═════ Source extract ═════

The biggest problem I am having is keeping the top from leaking and the problem with a tight lid being hard to remove.
I actually used a piece of plywood painted with plastic dip as a lid, it fits right inside the top and so far no leaks. I also added a handle so I can lift it out of the tupper ware. 
I would recommend painting your tub with the plastic dip it really worked well and seems very durable.


----------



## oats (Jan 14, 2009)

Just a quick note about your seeds the real worry is planting only three seeds and they all turn out to be males or hermes


----------



## lifesarunaround (Jan 14, 2009)

oats said:


> Just a quick note about your seeds the real worry is planting only three seeds and they all turn out to be males or hermes


True however regardless of when i plant them isnt this already pre determined within the seed?(aside from stressing them to hermi)..But at the same time i do see your point that would be a let down and a waste on money on nutes and such..What would be a good starter seed(sites would be greatly appreciated i live in the states)also do you think fem. seeds would be a good investment?


----------



## oats (Jan 14, 2009)

I went with Nirvana seeds they were quick and tracked your delivery with email notification, Ive never used feminized seeds. My first grow was bubblicious and two out of four were males not to bad. I am now growing White widow in the tub and some ICE. the Bubblicious was only about 30 inches from the bottom of the planter.
I am also in the US and Nirvana had no problem getting me my seeds.


----------



## oats (Jan 14, 2009)

Heres the site
http://www.nirvana-shop.com/


----------



## pitazio (Jan 15, 2009)

so how often u gotta water the roots in this system ????


----------



## oats (Jan 15, 2009)

You don't what I do is run the pump 24x7 with a fifteen minute off time every four hours gives the roots a chance to breathe a bit. I am blown away by how fast these things are growing.


----------



## jerkin247 (Jan 16, 2009)

═════ Dataset extract ═════

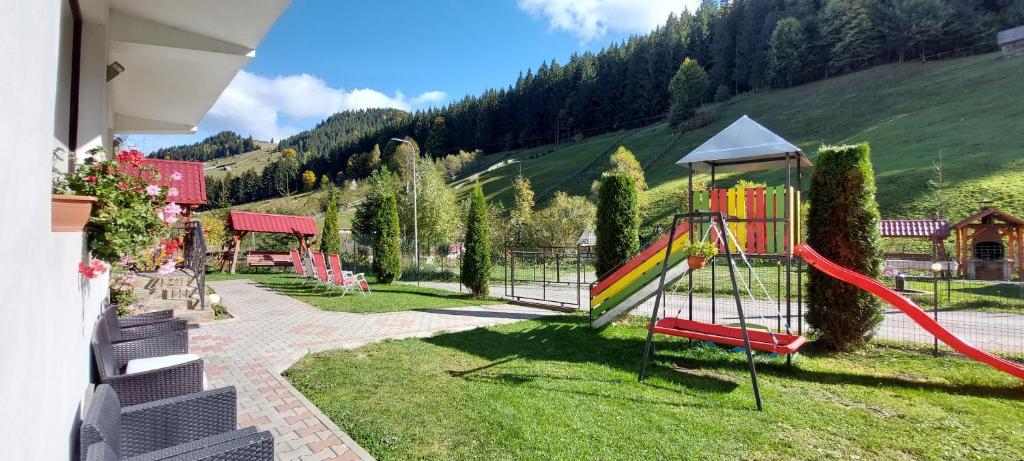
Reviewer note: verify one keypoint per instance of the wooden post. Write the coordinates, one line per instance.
(235, 249)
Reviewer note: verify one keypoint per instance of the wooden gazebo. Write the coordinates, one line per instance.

═════

• **Written problem 1**:
In the forum thread, how often does the pump get turned off, and for how long?
• **Written problem 2**:
Edit the forum thread from "I went with" down to "me my seeds.", replacing "seeds" with "cuttings".
• **Written problem 3**:
List every username that appears in a post header of the forum thread.
Answer using only the forum thread.

• **Worked solution 1**:
For fifteen minutes every four hours.

• **Worked solution 2**:
I went with Nirvana cuttings they were quick and tracked your delivery with email notification, Ive never used feminized cuttings. My first grow was bubblicious and two out of four were males not to bad. I am now growing White widow in the tub and some ICE. the Bubblicious was only about 30 inches from the bottom of the planter.
I am also in the US and Nirvana had no problem getting me my cuttings.

• **Worked solution 3**:
oats, lifesarunaround, pitazio, jerkin247